• **Estratto del documento**
:::::

Il cannabinolo (CBN) potrebbe supportare l’organismo e contribuire alla prevenzione e al trattamento delle malattie neurodegenerative correlate all’età, in primis l’Alzheimer. Ecco tutti i dettagli dello studio.
Che cos’è il cannabinolo
Il cannabinolo, anche noto come CBN, è uno dei principali principi attivi della cannabis, anche se uno dei meno noti tra i consumatori. La sua estrazione non avviene direttamente dalle infiorescenze, ma deriva dal processo di ossidazione e decomposizione del THC.
Privo di effetti psicotici, il CBN è spesso usato per i suoi effetti calmanti e rilassanti — tanto che spesso viene usato come sedativo o per migliorare la qualità del sonno —, ha proprietà analgesiche, anticonvulsivanti e neuroprotettive e ha una particolare affinità con i recettori CB2 presenti nell’organismo. Secondo studi recenti, inoltre, il CBN potrebbe stimolare anche la crescita del tessuto osseo, favorendo progressivamente la rigenerazione delle fratture, e potrebbe rivelarsi un ottimo trattamento per arginare i disturbi provocati dalla SLA e da altre malattie degenerative. Gli ultimi a studiare queste proprietà sono stati i ricercatori del Salk Institute for Biological Studies.

:::::

• **Estratti dell'elenco**
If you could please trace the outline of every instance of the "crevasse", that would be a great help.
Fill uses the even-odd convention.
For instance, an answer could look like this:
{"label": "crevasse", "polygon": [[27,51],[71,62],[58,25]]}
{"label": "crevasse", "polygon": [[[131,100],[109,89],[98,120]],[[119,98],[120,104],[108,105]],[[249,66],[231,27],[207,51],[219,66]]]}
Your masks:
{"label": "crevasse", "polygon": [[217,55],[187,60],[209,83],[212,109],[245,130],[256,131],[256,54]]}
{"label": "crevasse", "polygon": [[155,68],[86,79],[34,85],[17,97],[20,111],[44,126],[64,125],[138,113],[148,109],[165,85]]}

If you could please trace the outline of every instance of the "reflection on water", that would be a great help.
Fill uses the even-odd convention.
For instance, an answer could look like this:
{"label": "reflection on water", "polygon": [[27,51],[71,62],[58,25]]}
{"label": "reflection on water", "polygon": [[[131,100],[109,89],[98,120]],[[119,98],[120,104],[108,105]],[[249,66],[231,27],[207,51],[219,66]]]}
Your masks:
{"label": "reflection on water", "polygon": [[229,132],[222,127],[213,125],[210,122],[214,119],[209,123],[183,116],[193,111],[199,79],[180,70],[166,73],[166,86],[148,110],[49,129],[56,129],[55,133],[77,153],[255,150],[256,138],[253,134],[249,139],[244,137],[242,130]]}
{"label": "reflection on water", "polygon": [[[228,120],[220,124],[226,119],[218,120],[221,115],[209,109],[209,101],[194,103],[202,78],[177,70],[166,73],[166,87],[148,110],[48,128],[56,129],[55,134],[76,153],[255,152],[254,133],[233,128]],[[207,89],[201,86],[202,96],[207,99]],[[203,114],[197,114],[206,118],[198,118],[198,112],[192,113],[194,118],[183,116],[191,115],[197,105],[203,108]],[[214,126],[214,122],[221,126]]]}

:::::

• **Consegna A**
Secondo il testo sul cannabinolo, da quale processo deriva il CBN?
• **Consegna B**
Estenda il testo sul cannabinolo, riprendendo subito dopo l'ultima frase riportata.
L'elenco proviene da una fonte diversa da quella del testo sul cannabinolo.

• **Area di risposta A**
Dal processo di ossidazione e decomposizione del THC.

• **Area di risposta B**
CBN contro le malattie neurodegenerative: lo studio
Attraverso lo studio, disponibile anche su ScienceDirect e intitolato “Cannabinol inhibits oxytosis/ferroptosis by directly targeting mitochondria independently of cannabinoid receptors”, i ricercatori del Salk Institute hanno scoperto che il cannabinolo protegge le cellule nervose dal danno ossidativo, un fattore che influisce pesantemente sulla morte cellulare.
“Il cannabinolo protegge i neuroni da stress ossidativo e morte cellulare, due dei principali fattori che contribuiscono alla malattia di Alzheimer”, ha spiegato Pamela Maher, direttrice del laboratorio di neurobiologia cellulare del Salk Institute. “Questa scoperta potrebbe un giorno portare allo sviluppo di nuove terapie per curare questa malattia e altri disturbi neurodegenerativi, come la malattia di Parkinson”.
Focus dello studio il processo di ossitosi-ferroptosi, che, attivato dalla perdita graduale dell’antiossidante glutatione, con conseguente danno cellulare neuronale e la morte mediante ossidazione lipidica, potrebbe essere all’origine della malattia di Alzheimer.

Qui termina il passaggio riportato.